• [Auszuführende Aufgabe] Gib den Abschnitt der Auflistung von der Zeile mit „Locate every instance of the clay“ bis zum Ende der Auflistung samt Anweisungen vollständig wieder. Verschiebe dabei jeden Koordinatenwert in den Antworten um 133, lass die Anweisungen und ihre Formatbeispiele unverändert und die Bilder weg.

• [Datensätze]
--- --- ---
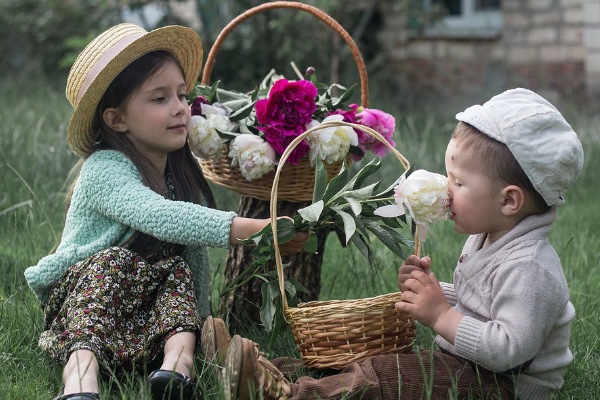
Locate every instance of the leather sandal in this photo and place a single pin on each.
(170, 385)
(77, 396)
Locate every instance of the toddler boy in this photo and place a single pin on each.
(503, 324)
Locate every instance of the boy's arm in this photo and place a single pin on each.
(413, 263)
(426, 301)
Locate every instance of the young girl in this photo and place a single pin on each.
(129, 278)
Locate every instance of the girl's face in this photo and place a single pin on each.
(156, 118)
(475, 201)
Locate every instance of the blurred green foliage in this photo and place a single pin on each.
(45, 36)
(33, 32)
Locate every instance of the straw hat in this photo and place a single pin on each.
(106, 56)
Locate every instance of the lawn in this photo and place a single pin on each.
(35, 161)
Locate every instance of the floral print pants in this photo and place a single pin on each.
(120, 307)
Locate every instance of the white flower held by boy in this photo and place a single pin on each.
(424, 194)
(254, 156)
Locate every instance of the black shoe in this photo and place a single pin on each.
(170, 385)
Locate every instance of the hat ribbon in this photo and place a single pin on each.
(108, 55)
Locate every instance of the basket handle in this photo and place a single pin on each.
(273, 205)
(362, 69)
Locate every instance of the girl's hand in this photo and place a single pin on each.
(246, 227)
(412, 263)
(425, 300)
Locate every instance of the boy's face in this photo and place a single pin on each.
(475, 201)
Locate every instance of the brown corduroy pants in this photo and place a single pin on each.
(418, 375)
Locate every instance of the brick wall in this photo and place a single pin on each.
(543, 45)
(546, 45)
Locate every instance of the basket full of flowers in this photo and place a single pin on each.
(240, 137)
(334, 333)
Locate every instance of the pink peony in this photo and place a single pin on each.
(279, 138)
(381, 122)
(290, 104)
(285, 113)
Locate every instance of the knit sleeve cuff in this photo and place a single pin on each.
(449, 292)
(467, 337)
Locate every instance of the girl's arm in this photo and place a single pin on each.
(242, 228)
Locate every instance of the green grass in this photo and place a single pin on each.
(35, 160)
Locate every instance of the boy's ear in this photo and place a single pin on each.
(513, 200)
(113, 119)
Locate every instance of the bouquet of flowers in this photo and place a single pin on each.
(255, 128)
(357, 208)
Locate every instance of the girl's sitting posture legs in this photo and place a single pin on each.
(80, 375)
(179, 354)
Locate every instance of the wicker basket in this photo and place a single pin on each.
(297, 181)
(332, 334)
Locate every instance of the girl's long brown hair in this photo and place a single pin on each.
(190, 184)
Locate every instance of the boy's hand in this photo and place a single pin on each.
(425, 300)
(412, 263)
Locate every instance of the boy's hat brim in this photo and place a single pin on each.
(538, 136)
(107, 56)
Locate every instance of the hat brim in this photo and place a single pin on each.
(184, 43)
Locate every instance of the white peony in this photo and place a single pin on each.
(204, 139)
(254, 156)
(214, 108)
(330, 144)
(424, 194)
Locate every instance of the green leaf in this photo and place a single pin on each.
(311, 245)
(320, 180)
(365, 172)
(355, 205)
(242, 113)
(285, 230)
(289, 288)
(386, 238)
(348, 222)
(362, 247)
(345, 96)
(363, 193)
(299, 287)
(312, 212)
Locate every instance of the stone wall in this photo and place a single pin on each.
(543, 45)
(591, 40)
(546, 45)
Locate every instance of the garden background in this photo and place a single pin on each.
(39, 38)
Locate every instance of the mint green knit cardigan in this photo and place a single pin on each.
(109, 202)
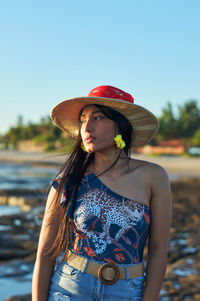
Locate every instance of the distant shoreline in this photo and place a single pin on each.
(180, 166)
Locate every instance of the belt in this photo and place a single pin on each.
(107, 273)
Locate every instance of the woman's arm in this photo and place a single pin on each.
(159, 233)
(44, 264)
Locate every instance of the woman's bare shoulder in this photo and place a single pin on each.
(148, 168)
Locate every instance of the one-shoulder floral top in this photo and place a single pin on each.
(107, 226)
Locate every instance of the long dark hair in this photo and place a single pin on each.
(73, 170)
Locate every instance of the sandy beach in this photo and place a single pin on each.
(175, 166)
(19, 230)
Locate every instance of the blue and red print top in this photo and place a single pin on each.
(107, 226)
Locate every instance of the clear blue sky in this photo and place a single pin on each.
(54, 50)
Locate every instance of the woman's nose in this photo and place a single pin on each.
(89, 125)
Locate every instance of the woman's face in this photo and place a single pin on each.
(97, 131)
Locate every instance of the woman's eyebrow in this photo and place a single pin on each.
(97, 111)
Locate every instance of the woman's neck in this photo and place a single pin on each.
(103, 162)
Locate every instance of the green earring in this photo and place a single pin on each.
(83, 147)
(119, 142)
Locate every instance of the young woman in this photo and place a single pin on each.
(103, 205)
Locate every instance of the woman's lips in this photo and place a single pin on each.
(89, 139)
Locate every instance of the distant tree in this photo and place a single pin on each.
(196, 138)
(168, 124)
(189, 119)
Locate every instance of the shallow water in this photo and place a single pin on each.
(25, 176)
(15, 279)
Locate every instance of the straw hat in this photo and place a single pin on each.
(145, 125)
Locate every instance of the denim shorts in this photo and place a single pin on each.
(68, 283)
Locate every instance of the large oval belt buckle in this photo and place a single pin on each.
(102, 273)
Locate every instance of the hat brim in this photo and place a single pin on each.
(145, 125)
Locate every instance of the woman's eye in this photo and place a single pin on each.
(99, 117)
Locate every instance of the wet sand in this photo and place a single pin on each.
(183, 273)
(176, 166)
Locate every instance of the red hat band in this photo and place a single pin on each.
(111, 92)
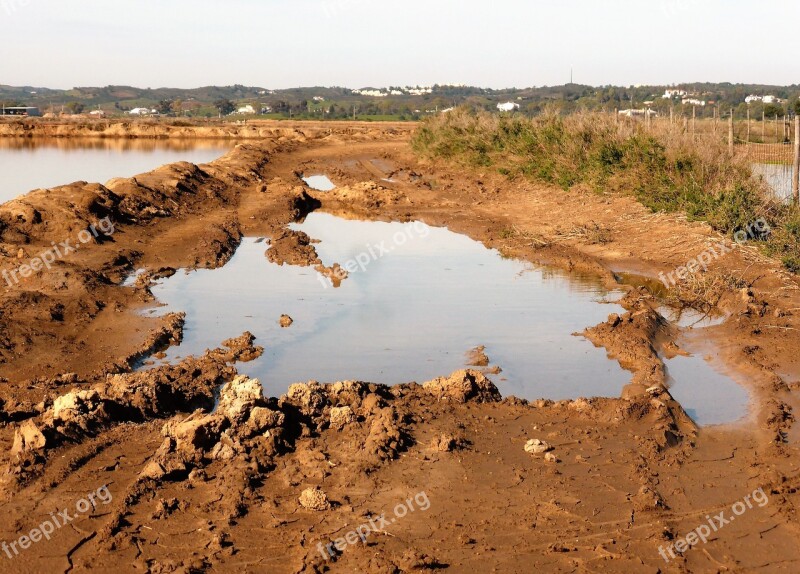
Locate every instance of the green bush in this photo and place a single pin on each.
(661, 166)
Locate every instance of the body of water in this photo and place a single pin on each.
(418, 299)
(30, 163)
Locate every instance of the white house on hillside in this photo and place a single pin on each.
(508, 107)
(669, 94)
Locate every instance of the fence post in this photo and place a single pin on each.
(796, 170)
(730, 133)
(748, 125)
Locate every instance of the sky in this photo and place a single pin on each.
(371, 43)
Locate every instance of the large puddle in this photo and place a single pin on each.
(417, 299)
(32, 163)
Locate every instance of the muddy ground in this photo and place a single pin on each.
(189, 467)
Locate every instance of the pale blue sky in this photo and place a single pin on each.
(358, 43)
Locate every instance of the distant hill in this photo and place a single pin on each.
(395, 102)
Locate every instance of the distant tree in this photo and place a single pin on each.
(225, 106)
(773, 110)
(75, 107)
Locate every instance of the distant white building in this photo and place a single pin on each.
(508, 107)
(634, 113)
(669, 94)
(373, 93)
(765, 99)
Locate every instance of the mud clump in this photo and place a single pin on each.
(477, 357)
(463, 386)
(291, 247)
(314, 499)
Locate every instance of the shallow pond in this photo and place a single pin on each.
(31, 163)
(417, 300)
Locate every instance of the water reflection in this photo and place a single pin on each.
(33, 163)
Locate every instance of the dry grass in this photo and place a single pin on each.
(660, 163)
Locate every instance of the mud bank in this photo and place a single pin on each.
(208, 474)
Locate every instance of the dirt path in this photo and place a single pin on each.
(191, 490)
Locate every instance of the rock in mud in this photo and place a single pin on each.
(239, 397)
(308, 397)
(341, 417)
(463, 386)
(536, 446)
(477, 357)
(27, 438)
(314, 499)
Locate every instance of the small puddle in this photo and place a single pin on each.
(707, 394)
(319, 182)
(416, 301)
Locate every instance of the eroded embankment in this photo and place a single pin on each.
(208, 473)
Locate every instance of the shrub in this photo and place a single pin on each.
(663, 167)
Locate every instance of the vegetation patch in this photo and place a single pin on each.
(660, 165)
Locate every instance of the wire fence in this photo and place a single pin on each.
(770, 144)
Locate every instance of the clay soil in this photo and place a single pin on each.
(205, 474)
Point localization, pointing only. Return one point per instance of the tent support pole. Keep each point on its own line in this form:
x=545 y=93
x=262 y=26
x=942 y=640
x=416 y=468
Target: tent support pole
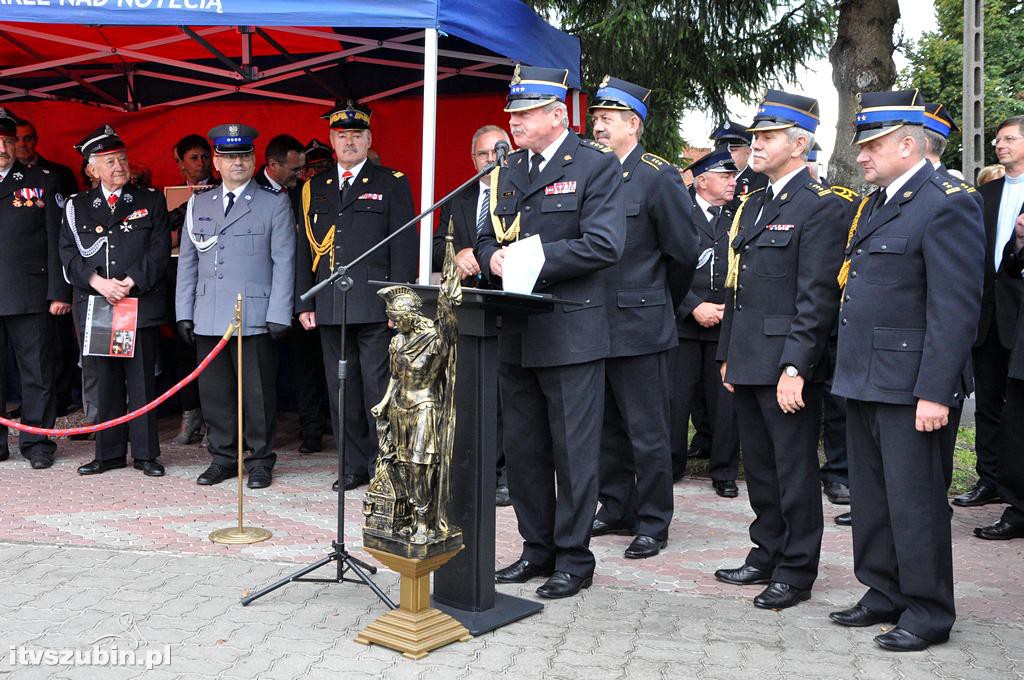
x=429 y=144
--- --- ---
• [Lösung der Aufgabe]
Locate every instance of the clay soil in this photo and place a single pin on each.
(338, 607)
Point localization, pointing only. Return one point per instance of the tent support pole. Keep each point on its own line in this form:
x=545 y=93
x=262 y=26
x=942 y=640
x=416 y=468
Target: tent support pole
x=562 y=277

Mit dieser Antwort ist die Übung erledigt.